Qi Ji, vice minister of Housing and Urban-Rural Development, said on the sidelines of the ongoing annual parliament session that the country will rebuild and renovate 800,000 rural houses this year, which was expected to create 1.5 million jobs.

It was not available at the moment how much the government plans to spend in this program, which was announced at a time when the country's real economy is severely hurt by the financial crisis, resulting in export decline, factories shutdown and job losses.

Premier Wen Jiabao told the the annual session of the National People's Congress (NPC) Thursday that the country will this year "expand the pilot program for renovating dilapidated houses in rural areas."

The pilot program started last year in the southwestern poverty-stricken Guizhou Province. A villager named Liu Yonggao in Zunyi County, Guizhou, told Xinhua that he got a 10,000 yuan (US$1,460) subsidy from the government and the reconstruction cost him 80,000 yuan.

"I also spend 20,000 yuan to buy home appliances including a color TV and a hi-fi system," he said.

Officials from the government of Zunyi City that administers the Zunyi County said every one yuan that the government subsidizes for the rural housing program would drive a 10 yuan investment from farmers.

It also brought about plenty of jobs. In Tongzhi County alone, more than 6,000 people, including 1,000 farmers who returned home after losing jobs in the cities, were working to rebuild or renovate rural houses.

More than 20,000 houses in Guizhou collapsed amid a rare snow and sleet disaster at the beginning of last year and 138,000 others were damaged.

#### [Short exercise A]
From the rural housing article, quote the part that opens with the words containing "Qi Ji, vice" and closes with "and job losses.".
#### [Short exercise B]
Answer these questions from the rural housing article:
(i) How many rural houses does the country plan to rebuild and renovate this year?
(ii) In which province did the pilot program start last year?
(iii) How many people in Tongzhi County were working to rebuild or renovate rural houses?
#### [Short exercise C]
Proceed with the article on China's rural housing program, starting after its final sentence.

#### [Supplied material]

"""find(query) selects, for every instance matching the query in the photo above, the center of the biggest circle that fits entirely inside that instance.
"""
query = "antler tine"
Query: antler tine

#### [Written reply A]
Qi Ji, vice minister of Housing and Urban-Rural Development, said on the sidelines of the ongoing annual parliament session that the country will rebuild and renovate 800,000 rural houses this year, which was expected to create 1.5 million jobs.

It was not available at the moment how much the government plans to spend in this program, which was announced at a time when the country's real economy is severely hurt by the financial crisis, resulting in export decline, factories shutdown and job losses.

#### [Written reply B]
(i) 800,000
(ii) Guizhou Province
(iii) More than 6,000

#### [Written reply C]
The pilot program started after the government earmarked 260 million yuan and as of the end of the year more than 20,000 rural families have move to their new homes. Another 34,000-strong families in Guizhou are expected to benefit from the program this year.

"Farmers became enthusiastic to rebuilding or renovating their homes after knowing that they would receive money from the government," said Liao Guoxun, a Guizhou-based NPC deputy.

Guizhou Provincial Governor Lin Shusen, also an NPC deputy, said the central and provincial governments would set aside 10 billion yuan for the program this year.

Meanwhile, east China's Shandong Province last month kicked off a program to renovate 800,000 dilapidated houses in the coming five years. It also plans to build 750,000-1,000,000 new houses annually in the countryside in the coming three years.

Shandong Provincial Governor Jiang Daming said 270,000 new houses had been built annually over the past few years, with an average investment of 100,000 yuan for each house built or newly decorated.

Three million new houses would then mean an investment of 300 billion yuan, which would at least create 800,000 jobs, Jiang said.

China's consumer spending against economy size has been declining over the past ten years, experts said.

Premier Wen Jiabao said China is facing "unprecedented difficulties and challenges" as economic growth slows, employment pressure mounts and social uncertainties increase in 2009, the most difficult year since the new millennium.

China's economy cooled to a seven-year low of 9 percent last year, and broke a five-year streak of double-digit expansion, as the global financial crisis took its toll on the world's fastest growing economy.

In addition to a 4-trillion yuan stimulus package that was announced in November, the premier also proposed a budgeted fiscal deficit of 950 billion yuan for 2009, a record high in six decades and nearly three times over the last record of 319.8 billion yuan set in 2003.

Among the 4-trillion yuan stimulus package, 370 billion yuan will be used to improve people's life in rural areas.

When delivering a government work report at the NPC session, Wen said China must boost domestic demand to sustain economic growth. "We need to...make boosting domestic demand a long-term strategic principle and a starting point in stimulating economic growth."